Return, unchanged, the lines of the records below from the line containing "of the green" to the line containing "(1288, 328)", including both of those lines.
== Records supplied ==
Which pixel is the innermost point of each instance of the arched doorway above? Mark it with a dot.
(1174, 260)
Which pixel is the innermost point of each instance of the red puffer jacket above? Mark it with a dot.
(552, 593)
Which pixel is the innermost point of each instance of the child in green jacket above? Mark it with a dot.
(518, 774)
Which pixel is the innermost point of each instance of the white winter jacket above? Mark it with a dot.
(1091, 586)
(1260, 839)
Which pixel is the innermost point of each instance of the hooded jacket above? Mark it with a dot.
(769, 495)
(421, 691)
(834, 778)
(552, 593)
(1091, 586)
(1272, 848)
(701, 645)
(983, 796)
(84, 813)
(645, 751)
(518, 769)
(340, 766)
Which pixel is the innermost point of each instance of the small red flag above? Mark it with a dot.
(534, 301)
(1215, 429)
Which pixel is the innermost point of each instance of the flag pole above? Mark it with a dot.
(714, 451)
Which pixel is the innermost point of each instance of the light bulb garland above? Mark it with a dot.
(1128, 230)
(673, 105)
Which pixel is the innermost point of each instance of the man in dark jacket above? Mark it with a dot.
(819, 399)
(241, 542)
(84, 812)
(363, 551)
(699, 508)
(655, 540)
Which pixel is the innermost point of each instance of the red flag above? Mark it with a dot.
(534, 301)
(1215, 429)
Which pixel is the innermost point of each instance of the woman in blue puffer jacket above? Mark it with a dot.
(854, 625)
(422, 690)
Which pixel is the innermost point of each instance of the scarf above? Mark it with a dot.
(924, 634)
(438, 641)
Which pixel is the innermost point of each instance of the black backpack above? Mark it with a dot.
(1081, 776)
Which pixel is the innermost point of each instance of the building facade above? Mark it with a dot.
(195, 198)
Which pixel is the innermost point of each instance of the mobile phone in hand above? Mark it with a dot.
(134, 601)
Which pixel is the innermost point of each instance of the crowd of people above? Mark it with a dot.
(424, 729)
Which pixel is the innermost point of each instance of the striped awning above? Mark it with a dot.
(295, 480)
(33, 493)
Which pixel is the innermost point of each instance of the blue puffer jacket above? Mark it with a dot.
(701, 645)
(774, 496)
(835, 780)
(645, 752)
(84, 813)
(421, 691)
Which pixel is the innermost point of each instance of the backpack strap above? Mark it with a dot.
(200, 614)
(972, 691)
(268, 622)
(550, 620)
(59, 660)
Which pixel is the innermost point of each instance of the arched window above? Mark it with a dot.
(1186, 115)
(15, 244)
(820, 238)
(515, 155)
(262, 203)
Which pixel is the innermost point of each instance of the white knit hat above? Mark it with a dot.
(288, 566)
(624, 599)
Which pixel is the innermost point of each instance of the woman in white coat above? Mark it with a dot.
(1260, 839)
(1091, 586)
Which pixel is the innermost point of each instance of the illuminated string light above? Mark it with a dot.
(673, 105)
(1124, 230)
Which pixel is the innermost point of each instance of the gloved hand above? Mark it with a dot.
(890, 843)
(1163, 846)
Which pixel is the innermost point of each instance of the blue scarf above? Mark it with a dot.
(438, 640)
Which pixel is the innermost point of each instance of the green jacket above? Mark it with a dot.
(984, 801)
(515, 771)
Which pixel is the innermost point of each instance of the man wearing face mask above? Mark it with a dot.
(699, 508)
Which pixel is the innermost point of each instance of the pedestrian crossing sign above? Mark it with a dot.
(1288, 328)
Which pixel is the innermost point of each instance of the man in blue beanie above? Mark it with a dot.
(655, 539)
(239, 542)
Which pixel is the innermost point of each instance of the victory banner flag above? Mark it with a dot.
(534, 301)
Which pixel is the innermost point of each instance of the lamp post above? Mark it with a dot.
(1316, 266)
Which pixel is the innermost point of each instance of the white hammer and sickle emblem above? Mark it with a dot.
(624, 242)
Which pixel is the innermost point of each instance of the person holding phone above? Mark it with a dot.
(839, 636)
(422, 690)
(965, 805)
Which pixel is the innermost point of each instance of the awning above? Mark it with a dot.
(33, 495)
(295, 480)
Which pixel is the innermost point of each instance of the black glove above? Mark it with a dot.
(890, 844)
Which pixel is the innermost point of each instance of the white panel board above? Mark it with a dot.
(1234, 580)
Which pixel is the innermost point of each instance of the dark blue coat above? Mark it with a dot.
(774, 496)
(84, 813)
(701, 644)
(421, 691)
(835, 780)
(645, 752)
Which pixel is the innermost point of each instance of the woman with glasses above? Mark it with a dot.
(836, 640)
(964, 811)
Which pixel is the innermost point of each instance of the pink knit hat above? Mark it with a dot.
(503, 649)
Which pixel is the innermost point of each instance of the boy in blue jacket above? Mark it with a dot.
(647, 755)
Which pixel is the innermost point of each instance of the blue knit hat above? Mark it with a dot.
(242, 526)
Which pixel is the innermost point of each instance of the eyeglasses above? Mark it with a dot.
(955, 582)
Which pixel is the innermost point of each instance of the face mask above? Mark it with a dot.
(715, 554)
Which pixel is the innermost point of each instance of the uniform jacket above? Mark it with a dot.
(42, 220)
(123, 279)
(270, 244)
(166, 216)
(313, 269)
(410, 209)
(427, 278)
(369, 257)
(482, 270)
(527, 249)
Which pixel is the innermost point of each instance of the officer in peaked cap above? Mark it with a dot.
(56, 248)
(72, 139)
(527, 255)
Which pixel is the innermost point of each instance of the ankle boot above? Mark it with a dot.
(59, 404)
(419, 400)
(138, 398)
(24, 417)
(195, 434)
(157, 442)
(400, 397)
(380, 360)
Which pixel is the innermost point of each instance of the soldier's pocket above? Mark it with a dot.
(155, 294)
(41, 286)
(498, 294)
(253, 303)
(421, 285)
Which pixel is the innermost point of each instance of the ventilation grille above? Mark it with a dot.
===
Written reply:
Which pixel is the innermost point of each instance of the green jacket above? Mark it with a dot.
(984, 801)
(515, 771)
Which pixel is the innermost point of each instance of the man wearing face mask above? Mark it with a dot.
(699, 508)
Which pixel is the innermost point of each instance of the pedestrian crossing sign above? Mark it with a dot.
(1288, 328)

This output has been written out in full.